== Request ==
Could you reproduce all of the data below line for line, with every character unchanged?

== Given information ==
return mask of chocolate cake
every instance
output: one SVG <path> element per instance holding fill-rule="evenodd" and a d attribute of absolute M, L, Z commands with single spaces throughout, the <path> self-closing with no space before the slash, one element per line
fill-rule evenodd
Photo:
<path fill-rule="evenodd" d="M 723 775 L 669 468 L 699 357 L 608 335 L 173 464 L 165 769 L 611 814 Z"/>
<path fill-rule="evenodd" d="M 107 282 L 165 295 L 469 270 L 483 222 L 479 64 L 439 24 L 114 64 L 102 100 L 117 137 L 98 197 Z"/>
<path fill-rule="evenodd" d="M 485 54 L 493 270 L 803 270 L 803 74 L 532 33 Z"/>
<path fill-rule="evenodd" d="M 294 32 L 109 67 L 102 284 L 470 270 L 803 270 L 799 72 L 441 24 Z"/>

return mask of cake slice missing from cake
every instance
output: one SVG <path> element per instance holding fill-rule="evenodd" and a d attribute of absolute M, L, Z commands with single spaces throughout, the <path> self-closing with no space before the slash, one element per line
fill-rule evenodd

== Answer for this exercise ==
return mask of chocolate cake
every instance
output: one SVG <path> element per instance holding fill-rule="evenodd" and a d attribute of absolute M, L, Z commands with single spaces throughout, the <path> self-closing with no space before the slash, one element per line
fill-rule evenodd
Photo:
<path fill-rule="evenodd" d="M 723 775 L 669 468 L 699 357 L 608 335 L 173 464 L 165 769 L 611 814 Z"/>
<path fill-rule="evenodd" d="M 107 282 L 165 295 L 469 270 L 483 222 L 479 64 L 439 24 L 114 64 L 102 100 L 117 137 L 98 197 Z"/>
<path fill-rule="evenodd" d="M 485 54 L 493 270 L 803 270 L 803 74 L 532 33 Z"/>
<path fill-rule="evenodd" d="M 294 32 L 109 67 L 102 284 L 470 270 L 803 270 L 799 72 L 441 24 Z"/>

return mask of cake slice missing from cake
every instance
output: one SVG <path> element per instance holding fill-rule="evenodd" and a d attribute of absolute M, L, Z commands with single spaces throughout, the <path> self-closing with no space before the slash, one element per line
fill-rule evenodd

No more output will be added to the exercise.